> RECORDS FOR THE EXERCISE
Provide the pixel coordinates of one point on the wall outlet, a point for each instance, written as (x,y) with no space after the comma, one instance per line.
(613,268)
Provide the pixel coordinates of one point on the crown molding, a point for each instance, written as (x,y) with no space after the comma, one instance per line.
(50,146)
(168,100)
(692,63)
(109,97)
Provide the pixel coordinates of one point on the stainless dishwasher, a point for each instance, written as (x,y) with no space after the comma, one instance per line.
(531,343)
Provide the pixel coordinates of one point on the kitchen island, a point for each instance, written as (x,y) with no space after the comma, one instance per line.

--

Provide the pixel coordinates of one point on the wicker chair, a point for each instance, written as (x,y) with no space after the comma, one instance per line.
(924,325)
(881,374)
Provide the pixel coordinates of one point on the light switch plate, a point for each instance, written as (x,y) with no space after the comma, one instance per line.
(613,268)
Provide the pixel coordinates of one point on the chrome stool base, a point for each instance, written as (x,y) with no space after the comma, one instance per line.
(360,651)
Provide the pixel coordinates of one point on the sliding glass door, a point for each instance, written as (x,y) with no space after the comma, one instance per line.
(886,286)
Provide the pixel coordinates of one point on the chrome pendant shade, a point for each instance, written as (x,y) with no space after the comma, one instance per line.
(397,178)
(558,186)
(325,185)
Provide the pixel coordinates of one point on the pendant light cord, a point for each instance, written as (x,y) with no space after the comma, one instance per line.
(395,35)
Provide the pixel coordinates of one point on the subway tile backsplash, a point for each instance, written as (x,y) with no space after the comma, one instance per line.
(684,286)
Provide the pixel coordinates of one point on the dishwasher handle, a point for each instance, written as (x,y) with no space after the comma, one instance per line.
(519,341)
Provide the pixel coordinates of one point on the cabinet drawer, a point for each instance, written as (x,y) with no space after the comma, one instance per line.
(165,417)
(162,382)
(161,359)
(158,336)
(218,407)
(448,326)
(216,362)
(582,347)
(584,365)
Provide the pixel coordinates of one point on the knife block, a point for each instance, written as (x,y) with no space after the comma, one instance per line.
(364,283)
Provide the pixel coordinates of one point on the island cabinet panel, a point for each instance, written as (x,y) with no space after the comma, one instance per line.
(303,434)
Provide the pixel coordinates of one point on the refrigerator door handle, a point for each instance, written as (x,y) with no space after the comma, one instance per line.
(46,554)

--

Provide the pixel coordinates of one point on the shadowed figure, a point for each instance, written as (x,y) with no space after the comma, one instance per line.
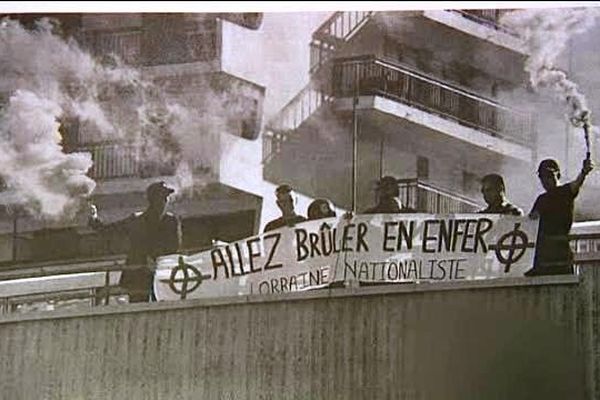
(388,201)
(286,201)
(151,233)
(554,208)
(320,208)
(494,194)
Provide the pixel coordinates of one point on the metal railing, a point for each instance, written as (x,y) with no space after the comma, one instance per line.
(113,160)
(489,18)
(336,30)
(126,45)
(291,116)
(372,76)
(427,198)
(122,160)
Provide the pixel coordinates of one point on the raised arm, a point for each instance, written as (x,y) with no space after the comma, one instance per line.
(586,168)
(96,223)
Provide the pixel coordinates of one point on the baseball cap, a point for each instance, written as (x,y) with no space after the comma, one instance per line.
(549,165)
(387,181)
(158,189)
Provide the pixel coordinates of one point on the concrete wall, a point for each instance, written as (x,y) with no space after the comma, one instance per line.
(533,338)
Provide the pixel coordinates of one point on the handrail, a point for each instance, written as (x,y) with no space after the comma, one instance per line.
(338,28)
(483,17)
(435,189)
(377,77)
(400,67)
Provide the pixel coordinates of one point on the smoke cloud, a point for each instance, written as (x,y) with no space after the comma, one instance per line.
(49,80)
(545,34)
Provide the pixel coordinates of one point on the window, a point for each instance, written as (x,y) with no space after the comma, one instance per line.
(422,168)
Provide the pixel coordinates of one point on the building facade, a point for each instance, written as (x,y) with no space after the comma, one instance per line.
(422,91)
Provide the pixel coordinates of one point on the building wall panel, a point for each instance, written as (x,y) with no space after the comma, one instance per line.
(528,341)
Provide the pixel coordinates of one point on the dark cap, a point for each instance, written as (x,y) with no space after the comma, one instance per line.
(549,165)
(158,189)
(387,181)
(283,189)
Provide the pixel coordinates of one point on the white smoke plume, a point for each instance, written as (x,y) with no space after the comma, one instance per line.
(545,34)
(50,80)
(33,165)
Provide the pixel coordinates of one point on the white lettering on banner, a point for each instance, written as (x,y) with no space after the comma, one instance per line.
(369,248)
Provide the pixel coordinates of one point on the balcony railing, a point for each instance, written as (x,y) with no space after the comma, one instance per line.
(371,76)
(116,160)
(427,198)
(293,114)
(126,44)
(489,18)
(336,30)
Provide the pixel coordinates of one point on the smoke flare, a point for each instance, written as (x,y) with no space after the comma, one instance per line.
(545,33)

> TASK DESCRIPTION
Show every line from the records above that contains the word "pendant", and treat case as significant when matching.

> FINAL ANSWER
Provide the pixel coordinates of one point on the chrome pendant shade, a point for each instance, written as (x,y) with no space after the comma, one instance per line.
Provide the pixel coordinates of one point on the pendant light cord, a point for each instance, written as (x,y) with no space after the comma, one instance per line.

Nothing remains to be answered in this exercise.